# 4 yr old black female in CT



## rokanhaus (Mar 20, 2006)

I am her breeder. "Apache" is a wonderful medium size black spayed female. She has lived her life very much like the dog on the Tractor supply commercials, on the farm, working all day long. 

She is good with livestock, knows all about electric fencing, good off leash obedience, crate trained, housebroken, excellent health.

Confident, happy, social, a very easy "go with the flow" personality.

Owners tearfully returned her due to booming non profit farm business which equated into many unannounced non dog savy visitors who were innocently frightened of her typical GSD greeting.." woof woof, who are you and what are you doing here?!"

Not good with cats and other little critters, one of her jobs was to keep the acres of vegetables critter free. She is good with male dogs.

Contact me for more information. She has a gorgeous head! Will post photos soon.

LISTED RECORDS
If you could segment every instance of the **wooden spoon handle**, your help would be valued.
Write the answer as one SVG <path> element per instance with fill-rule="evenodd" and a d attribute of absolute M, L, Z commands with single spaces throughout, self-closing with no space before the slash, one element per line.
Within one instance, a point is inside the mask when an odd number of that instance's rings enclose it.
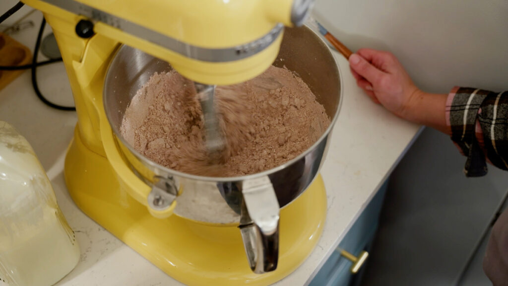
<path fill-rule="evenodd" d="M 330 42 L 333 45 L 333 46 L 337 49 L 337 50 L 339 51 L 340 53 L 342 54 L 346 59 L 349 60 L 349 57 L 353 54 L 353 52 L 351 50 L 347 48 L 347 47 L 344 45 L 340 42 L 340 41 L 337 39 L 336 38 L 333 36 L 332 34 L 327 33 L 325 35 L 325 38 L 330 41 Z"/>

...

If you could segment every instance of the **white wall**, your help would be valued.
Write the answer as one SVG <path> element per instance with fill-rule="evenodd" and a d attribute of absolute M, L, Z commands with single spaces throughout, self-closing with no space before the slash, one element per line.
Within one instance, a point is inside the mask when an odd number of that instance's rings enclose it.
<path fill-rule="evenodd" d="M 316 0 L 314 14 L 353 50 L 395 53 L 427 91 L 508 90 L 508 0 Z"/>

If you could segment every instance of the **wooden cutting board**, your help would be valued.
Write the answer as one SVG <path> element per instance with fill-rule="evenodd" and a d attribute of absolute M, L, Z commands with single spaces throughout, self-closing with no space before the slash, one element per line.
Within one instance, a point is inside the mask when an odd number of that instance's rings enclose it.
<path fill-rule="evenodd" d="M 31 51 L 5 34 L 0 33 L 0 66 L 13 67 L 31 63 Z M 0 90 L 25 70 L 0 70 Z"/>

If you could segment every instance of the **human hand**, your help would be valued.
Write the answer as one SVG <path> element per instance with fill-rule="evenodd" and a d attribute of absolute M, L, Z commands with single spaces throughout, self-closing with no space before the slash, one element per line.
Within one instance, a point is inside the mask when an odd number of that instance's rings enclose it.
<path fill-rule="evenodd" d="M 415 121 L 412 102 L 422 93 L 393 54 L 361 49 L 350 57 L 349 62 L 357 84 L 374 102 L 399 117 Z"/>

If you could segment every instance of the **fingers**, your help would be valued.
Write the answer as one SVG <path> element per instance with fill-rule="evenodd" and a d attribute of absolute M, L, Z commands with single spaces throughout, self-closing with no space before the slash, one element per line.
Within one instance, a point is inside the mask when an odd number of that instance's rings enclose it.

WHAT YOU SHOULD DO
Can you repeat, word for word, the post about Apache from "She is good with livestock, knows" up to and including "post photos soon."? Use only the post about Apache, not the material.

REPLY
She is good with livestock, knows all about electric fencing, good off leash obedience, crate trained, housebroken, excellent health.

Confident, happy, social, a very easy "go with the flow" personality.

Owners tearfully returned her due to booming non profit farm business which equated into many unannounced non dog savy visitors who were innocently frightened of her typical GSD greeting.." woof woof, who are you and what are you doing here?!"

Not good with cats and other little critters, one of her jobs was to keep the acres of vegetables critter free. She is good with male dogs.

Contact me for more information. She has a gorgeous head! Will post photos soon.